Zu solchem Zusammenleben der 14 Damen, welche sämtlich dein hohen Adel entstammten, und ihrer Dienerschaft war natürlich ein umfassendes Gebäude notwendig, und man darf unbedingt behaupten, daß ein solches wirklich vorhanden gewesen sei. Wo aber soll man dieses Convictorium, von dem keine Spur mehr vorhanden zu sein scheint, suchen? Nach den örtlichen Verhältnissen kann es kaum anderswo gestanden haben, als nördlich von der Kirche, der abteilichen Residenz gegenüber, nach Osten hin. Der Platz südlich von der Kirche bot dazu, wie weiterhin ersichtlich werden wird, keinen Raum. Wirklich finden sich denn auch an der bezeichneten Stelle noch Überbleibsel des Gebäudes. Vergeblich hat man sich bemüht, den ursprünglichen Zweck des eigentümlichen Bauwerks an der nordöstlichen Ecke des Schiffs der Kirche, welches den kleinen achteckigen Turm mit der Kapitelstube enthält, zu ermitteln und dieses Gebäude in einen vernünftigen Zusammenhang mit dem Kirchenbau zu bringen. Das Dunkel schwindet aber vollständig, wenn man annimmt, daß jenes Bauwerk der Überrest eines in seinem Hauptteile abgebrochenen Konvikthauses sei, welches sich mit seinem südlichen Ende an die Kirche selbst anlehnte und mit derselben zur Erleichterung der Abwartung des Gottesdienstes seitens der Stiftsdamen in unmittelbarer Verbindung stand. Diese Annahme findet eine besondere Stütze in dem Umstände, daß das fragliche Bauwerk bis zu dieser Stunde das Schlafhaus genannt wird. Wie würde sich dieser Name wohl sonst erklären lassen, wenn man die Deutung zurückwiese, daß das Haus, d. h. das ganze Gebäude, von welchem das jetzige Schlafhaus der Überrest ist, zum gemeinschaftlichen Schlafraum (dormitorium) der Stiftsdamen bestimmt gewesen sei? - Unter dieser Voraussetzung erklärt sich auch ganz ungezwungen der kleine Turmbau. Der Turm war der ursprüngliche Glockenturm der Kirche mit der besonderen Bestimmung, den neben ihm wohnenden Stiftsdamen die Horen vernehmlich anzukündigen, und am wenigsten entbehrlich, solange beide Haupttürme der Kirche (bis zum 15. Jahrhundert einschließlich) noch im Bau begriffen waren.

■ **Einträge zur Konturbeschriftung**
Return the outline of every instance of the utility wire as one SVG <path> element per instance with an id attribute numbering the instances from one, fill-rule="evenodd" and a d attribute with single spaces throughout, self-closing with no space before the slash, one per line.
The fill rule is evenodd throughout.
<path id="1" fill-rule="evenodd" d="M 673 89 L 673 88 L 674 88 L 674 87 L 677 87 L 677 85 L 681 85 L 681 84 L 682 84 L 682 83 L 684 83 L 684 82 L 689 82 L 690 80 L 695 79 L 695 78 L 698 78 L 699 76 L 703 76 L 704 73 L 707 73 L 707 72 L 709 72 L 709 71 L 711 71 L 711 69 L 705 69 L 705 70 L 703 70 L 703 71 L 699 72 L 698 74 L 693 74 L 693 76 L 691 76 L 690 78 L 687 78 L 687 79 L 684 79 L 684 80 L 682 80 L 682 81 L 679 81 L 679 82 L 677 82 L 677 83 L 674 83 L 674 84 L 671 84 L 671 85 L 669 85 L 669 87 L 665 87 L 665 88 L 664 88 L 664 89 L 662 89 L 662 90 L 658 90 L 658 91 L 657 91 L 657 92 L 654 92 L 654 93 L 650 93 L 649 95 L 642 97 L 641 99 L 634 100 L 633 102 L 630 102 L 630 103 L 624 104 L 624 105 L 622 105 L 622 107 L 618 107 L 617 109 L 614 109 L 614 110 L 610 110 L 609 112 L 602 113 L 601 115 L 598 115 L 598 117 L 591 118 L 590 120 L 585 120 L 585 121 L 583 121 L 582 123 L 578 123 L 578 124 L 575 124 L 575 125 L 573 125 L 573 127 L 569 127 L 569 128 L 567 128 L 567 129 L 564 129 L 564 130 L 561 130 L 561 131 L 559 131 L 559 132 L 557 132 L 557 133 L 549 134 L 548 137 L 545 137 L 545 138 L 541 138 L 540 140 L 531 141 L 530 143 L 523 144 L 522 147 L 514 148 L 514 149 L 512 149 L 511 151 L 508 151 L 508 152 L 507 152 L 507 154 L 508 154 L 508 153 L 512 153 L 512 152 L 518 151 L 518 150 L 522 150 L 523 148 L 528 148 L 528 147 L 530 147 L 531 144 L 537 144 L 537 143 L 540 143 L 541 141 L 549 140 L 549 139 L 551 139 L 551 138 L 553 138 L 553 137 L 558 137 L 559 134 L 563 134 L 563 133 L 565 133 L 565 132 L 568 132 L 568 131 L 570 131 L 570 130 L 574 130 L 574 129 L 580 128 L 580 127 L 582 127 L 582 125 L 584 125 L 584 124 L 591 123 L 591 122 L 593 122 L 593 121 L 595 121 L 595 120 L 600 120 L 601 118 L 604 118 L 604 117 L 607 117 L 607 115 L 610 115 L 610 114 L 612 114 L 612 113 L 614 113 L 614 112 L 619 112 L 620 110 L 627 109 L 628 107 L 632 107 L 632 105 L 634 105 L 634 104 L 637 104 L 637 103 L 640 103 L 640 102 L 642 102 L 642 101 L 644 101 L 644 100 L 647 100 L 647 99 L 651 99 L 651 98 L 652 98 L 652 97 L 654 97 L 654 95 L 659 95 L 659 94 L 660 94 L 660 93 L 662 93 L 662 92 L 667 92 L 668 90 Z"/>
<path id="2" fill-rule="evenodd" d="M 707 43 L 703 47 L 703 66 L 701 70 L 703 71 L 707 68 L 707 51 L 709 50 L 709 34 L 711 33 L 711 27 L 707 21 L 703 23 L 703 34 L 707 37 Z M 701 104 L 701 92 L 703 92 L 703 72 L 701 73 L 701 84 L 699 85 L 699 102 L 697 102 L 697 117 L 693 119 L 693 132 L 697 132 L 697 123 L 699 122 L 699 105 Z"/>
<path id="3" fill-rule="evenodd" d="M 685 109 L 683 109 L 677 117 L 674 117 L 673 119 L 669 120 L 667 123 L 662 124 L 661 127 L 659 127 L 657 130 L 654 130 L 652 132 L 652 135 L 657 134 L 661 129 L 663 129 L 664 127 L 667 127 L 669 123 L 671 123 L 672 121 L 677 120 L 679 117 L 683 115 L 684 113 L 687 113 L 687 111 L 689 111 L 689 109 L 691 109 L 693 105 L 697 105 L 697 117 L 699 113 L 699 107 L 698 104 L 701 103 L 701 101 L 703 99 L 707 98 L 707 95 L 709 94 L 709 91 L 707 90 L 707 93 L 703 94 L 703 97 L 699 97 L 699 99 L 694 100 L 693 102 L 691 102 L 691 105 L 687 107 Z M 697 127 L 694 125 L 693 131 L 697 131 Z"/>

■ **Was zu tun ist**
Führe den Text über das ehemalige Konvikthaus der Stiftsdamen im Anschluss an seinen letzten Satz weiter.

■ **Ergebnis der Aufgabe**
Ferner steht genau in nördlicher Richtung vom Schlafhause in der Entfernung von etwa ... Schritten ein Wohngebäude - das Saarmannsche Haus[2] -, früher als abteiliches Waschhaus bezeichnet und unter diesem Namen noch im Hypothekenbuche aufgeführt. Der nördliche Teil dieses Hauses bis zum Giebel hinauf besteht aus offenbar sehr altem, beträchtlich dickem Mauerwerk von Bruchsteinen; es ist ersichtlich, daß die Mauer weit höher gewesen, als jetzt. Nach Mittag ist ein Vorbau von Fachwerk angesetzt. Alles deutet darauf hin, daß der soeben beschriebene nördliche Teil des Gebäudes das nördliche Ende des Konvikthauses gebildet habe. Insbesondere spricht dafür, daß, wie die nördliche Umfassungsmauer des Hauses mit der nördlichen Außenmauer des Schlafhauses

  1. D. i. welche nach der Klosterregel leben und in dem Stift wohnen.
  2. Jetzt Pastorenhaus (P. Nobbe).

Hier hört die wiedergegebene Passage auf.